> _What you have to do_: Find the string "instance" in the records. Copy every line it appears in.

> _Entries supplied_:
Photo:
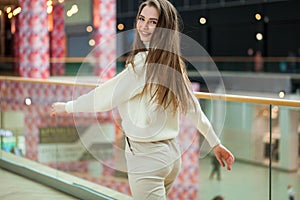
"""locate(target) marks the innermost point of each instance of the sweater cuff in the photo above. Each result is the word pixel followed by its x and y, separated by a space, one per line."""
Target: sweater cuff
pixel 212 138
pixel 69 107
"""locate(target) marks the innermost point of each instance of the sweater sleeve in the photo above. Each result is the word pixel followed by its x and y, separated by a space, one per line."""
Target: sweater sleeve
pixel 113 92
pixel 200 121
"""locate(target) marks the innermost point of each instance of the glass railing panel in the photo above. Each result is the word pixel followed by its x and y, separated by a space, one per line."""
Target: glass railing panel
pixel 285 152
pixel 244 129
pixel 91 146
pixel 59 142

> _Exercise output_:
"""locate(target) marks the innermost point of each instance of the sweater cuff in the photo above. Each result is the word pixel followed by its x and y, separated by a space, one per line."""
"""locate(target) marks the innermost point of each instance of the sweater sleeve in the photo above. Each result is the word pixel followed by its x and y, separated by a space, one per line."""
"""locate(target) marks the innermost point of each instance of the glass railing panel in the photo above. Each result is the word pixel followed by its x and y, separated by a space, one per line."""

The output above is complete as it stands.